━━━━━ PAGE EXCERPT

Five years of quality-controlled meteorological surface data at Oak Ridge Reserve in Tennessee

Citation Author(s):
Morgan
Steckler
Oak Ridge National Laboratory
Kevin
Birdwell
Oak Ridge National Laboratory
Xiao-Ying
Yu
Oak Ridge National Laboratory
Haowen
Xu
Oak Ridge National Laboratory
Submitted by:
Morgan Steckler
Last updated:
Tue, 01/28/2025 - 21:58
DOI:
10.21227/s8hw-mz02
Data Format:
Links:
License:
35 Views
Categories:
Keywords:
0
0 ratings - Please login to submit your rating.

Abstract 

Access to continuous, quality assessed meteorological data is critical for understanding the climatology and atmospheric dynamics of a region. Research facilities like Oak Ridge National Laboratory (ORNL) rely on such data to assess site-specific climatology, model potential emissions, establish safety baselines, and prepare for emergency scenarios. To meet these needs, on-site towers at ORNL collect meteorological data at 15-minute and hourly intervals. However, data measurements from meteorological towers are affected by sensor sensitivity, degradation, lightning strikes, power fluctuations, glitching, and sensor failures, all of which can affect data quality. To address these challenges, we conducted a comprehensive quality assessment and processing of five years of meteorological data collected from ORNL at 15-minute intervals, including measurements of temperature, pressure, humidity, wind, and solar radiation. The time series of each variable was pre-processed and gap-filled using established meteorological data collection and cleaning techniques, i.e., the time series were subjected to structural standardization, data integrity testing, automated and manual outlier detection, and gap-filling. The data product and highly generalizable processing workflow developed in Python Jupyter notebooks are publicly accessible online. As a key contribution of this study, the evaluated 5-year data will be used to train atmospheric dispersion models that simulate dispersion dynamics across the complex ridge-and-valley topography of the Oak Ridge Reservation in East Tennessee.

Instructions: 

Five years of meteorological surface data at Oak Ridge Reserve in Tennessee

Data curated by: Morgan Steckler (stecklermr@ornl.gov)

━━━━━━━━━━

EXERCISE BRIEF
Pick up the page on the Oak Ridge weather data where it stops, and write the part that comes next. The lines that come next have nothing to do with this.

━━━━━ STORED ROWS

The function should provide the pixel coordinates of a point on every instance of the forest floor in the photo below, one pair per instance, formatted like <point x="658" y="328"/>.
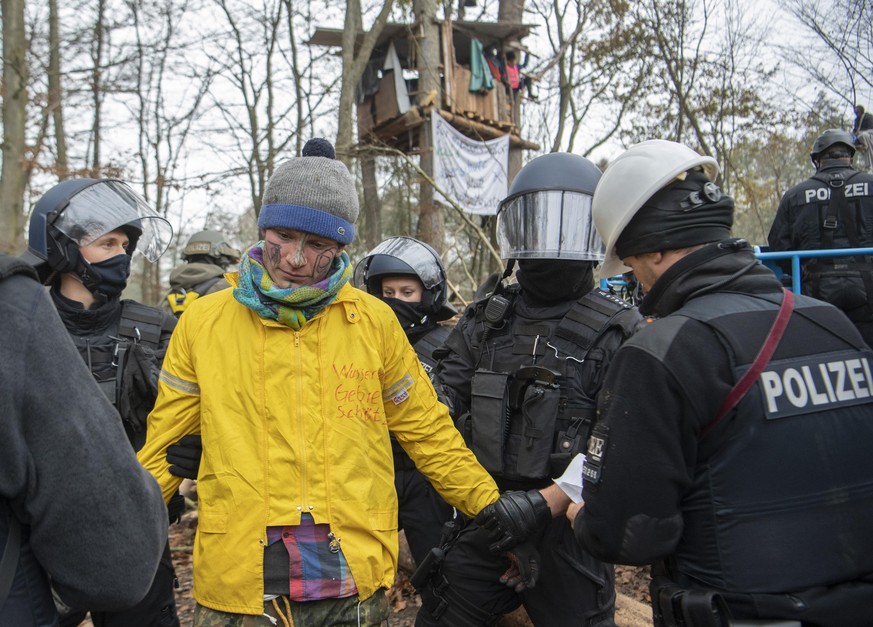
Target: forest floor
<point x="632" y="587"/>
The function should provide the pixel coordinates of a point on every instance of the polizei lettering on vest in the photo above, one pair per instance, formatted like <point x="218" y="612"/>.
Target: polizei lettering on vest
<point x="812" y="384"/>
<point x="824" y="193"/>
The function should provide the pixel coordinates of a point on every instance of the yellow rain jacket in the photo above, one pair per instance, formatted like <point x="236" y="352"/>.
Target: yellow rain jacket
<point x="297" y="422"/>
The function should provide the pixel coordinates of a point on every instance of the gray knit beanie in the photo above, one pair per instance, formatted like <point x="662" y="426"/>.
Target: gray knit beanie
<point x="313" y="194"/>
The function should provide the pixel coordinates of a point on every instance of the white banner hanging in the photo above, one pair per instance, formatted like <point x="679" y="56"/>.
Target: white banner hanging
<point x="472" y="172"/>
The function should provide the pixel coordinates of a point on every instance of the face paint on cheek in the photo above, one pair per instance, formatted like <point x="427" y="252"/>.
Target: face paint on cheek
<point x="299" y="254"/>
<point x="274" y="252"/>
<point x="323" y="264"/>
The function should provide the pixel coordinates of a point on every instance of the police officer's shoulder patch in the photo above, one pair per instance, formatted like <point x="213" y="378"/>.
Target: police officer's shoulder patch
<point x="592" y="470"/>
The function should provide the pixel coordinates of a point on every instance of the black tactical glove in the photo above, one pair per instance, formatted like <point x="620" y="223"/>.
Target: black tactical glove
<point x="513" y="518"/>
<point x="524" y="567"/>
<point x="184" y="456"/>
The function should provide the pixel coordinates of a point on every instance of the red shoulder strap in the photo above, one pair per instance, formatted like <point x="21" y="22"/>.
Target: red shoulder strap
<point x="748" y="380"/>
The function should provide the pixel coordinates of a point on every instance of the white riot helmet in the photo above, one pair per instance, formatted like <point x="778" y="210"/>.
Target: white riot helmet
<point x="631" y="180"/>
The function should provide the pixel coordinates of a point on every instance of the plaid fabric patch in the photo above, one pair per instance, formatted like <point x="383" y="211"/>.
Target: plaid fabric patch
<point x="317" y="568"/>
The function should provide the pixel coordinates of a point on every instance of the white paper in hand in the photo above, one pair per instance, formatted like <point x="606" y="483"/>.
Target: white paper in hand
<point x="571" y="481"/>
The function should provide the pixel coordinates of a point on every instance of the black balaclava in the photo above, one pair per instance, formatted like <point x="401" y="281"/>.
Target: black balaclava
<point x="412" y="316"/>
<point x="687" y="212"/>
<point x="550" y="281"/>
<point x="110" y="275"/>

━━━━━━━━━━
━━━━━ STORED ROWS

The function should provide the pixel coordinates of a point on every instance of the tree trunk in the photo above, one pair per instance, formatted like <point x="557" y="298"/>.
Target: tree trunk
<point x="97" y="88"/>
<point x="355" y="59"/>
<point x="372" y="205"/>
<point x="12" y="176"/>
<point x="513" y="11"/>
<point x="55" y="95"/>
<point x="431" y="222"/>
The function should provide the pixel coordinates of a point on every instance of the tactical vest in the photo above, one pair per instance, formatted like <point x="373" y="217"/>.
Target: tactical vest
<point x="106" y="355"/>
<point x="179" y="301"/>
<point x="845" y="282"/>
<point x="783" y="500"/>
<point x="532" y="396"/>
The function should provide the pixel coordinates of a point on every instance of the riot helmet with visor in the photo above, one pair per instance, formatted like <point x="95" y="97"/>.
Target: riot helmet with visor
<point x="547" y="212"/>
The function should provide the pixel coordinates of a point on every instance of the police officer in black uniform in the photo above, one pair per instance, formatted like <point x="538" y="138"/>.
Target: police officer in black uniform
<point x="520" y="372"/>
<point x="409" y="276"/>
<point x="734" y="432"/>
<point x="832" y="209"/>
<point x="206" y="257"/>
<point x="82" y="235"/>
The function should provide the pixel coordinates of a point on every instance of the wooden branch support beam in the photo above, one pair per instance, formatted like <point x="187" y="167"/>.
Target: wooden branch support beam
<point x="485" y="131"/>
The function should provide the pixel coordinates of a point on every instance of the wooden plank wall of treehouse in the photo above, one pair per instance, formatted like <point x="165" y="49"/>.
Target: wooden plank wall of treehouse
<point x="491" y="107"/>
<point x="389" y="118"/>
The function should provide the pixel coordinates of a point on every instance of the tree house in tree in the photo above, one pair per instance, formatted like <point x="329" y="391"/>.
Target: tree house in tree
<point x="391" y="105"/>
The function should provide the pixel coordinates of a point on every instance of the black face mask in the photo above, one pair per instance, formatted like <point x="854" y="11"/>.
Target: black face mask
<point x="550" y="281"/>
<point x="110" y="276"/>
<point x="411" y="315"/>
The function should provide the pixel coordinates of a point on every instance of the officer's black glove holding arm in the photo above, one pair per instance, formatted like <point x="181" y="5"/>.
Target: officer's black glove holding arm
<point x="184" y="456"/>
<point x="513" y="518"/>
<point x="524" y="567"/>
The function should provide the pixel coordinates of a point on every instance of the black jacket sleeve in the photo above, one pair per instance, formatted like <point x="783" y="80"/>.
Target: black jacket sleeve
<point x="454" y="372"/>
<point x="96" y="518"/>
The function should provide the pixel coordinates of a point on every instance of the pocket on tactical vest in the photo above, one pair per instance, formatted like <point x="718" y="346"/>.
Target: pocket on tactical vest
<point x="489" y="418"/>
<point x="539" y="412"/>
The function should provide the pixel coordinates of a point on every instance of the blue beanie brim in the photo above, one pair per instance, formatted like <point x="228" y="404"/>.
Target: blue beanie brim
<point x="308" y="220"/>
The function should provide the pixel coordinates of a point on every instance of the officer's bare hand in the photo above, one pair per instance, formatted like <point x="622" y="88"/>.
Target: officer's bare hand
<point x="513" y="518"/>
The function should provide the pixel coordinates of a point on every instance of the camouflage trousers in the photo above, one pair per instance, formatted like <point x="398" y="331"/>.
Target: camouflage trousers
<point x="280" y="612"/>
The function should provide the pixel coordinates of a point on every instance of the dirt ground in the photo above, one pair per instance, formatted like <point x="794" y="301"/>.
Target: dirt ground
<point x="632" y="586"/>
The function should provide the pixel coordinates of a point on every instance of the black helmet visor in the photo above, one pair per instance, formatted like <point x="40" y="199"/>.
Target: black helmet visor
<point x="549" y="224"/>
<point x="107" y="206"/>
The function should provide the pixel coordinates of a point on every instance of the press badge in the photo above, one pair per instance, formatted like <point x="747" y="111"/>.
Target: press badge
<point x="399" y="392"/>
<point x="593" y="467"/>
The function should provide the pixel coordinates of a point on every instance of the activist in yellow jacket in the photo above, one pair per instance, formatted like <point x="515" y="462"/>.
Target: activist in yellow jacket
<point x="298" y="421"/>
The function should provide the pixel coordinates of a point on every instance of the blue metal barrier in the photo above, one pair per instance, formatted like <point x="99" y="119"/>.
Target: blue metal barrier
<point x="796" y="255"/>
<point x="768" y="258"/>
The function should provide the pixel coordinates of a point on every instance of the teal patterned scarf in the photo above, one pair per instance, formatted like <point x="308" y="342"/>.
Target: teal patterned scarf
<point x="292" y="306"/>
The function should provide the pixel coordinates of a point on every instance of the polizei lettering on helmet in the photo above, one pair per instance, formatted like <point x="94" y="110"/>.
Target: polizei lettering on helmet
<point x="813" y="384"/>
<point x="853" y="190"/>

━━━━━━━━━━

RESULT OF THE TASK
PI: Xiao-Ying Yu (yuxiaoying@ornl.gov)

 

Quality control processing steps:

1. Standardization

    - 1.1. Header naming

    - 1.2. Index formatting

    - 1.3. Timestep completion

    - 1.4. Null value assignment

2. Quality Control

    - 2.1. Threshold-based integrity testing

    - 2.2. Automated outlier detection

    - 2.3. Manual outlier detection

3. Gap-filling

    - 3.1. Gap-filling with quality controlled hourly data

    - 3.2. Linear interpolation of gaps <= 3 hours

 

File Structure

The below .zip files contain versions of the hourly and quarter-hourly data at each step of the quality control process. All files were standardized (headers, indices, timesteps, null values). Na-values are represented as -999 and timestampUTC (the index) is formatted in Python as %Y%m%d%H%M%S and has been converted from US/Eastern to UTC.

 

Github repository link to step-by-step process: https://github.com/msteckle/orr_met_data_processing

1. `met_towers_2017-2022_hourly-qc.zip`

Hourly-qc data were already quality controlled; they were filtered to desired variables and resampled to 15-minute time steps.

2. `met_towers_2017-2022_original-qc.zip`

Original-qc data went through basic quality control checks using threshold-based integrity testing (see met_inst_ranges.csv in the supplementary.zip for the specific thresholds used for each meterological variable)

3. `met_towers_2017-2022_manual-outlier-id.zip`

Automated outlier detection using moving average windows did not remove ALL the outlying data, i.e., the process produced many false negatives. So, manual-outlier-id contains the indices (start and end dates) of manually identified outlying data points.

4. `met_towers_2017-2022_final-qc.zip`

Final-qc contains the fully quality-controlled quarter-hourly data, where threshold-based integrity testing, automated moving-window average outlier detection, and manual outlier detection were applied. These (or gapfilled-qc) are probably the data you want to use!

5. `met_towers_2017-2022_gapfilled-qc.zip`

The gapfilled-qc data is the final-qc data but with gaps filled using hourly-qc data; if hourly-qc data were not available, linear interpolation was performed on gaps <= 3 hours long.

6. `met_towers_2017-2022_gapfilled-bool.zip`

Boolean table showing which values were gap-filled between final-qa and gapfilled-qa. The loogic is `if gapfilled-qa != final-qa, then gap-filled=True; Otherwise gap-filled=False`

7. `supplementary.zip`

This file contains supplementary data that was used during the quality control process. This include:

    - met_inst_ranges.csv (meteorological instrument ranges), which provides the min/max accepted range of each data variable. For reasoning behind these ranges, see the pre-print linked at the top of this readme.

    - met_towers_info.csv (meteorological towers information), which contains the coordinates, altitude of towers, and altitudes of sensors on each tower. Sensor height from the base of the tower is also included.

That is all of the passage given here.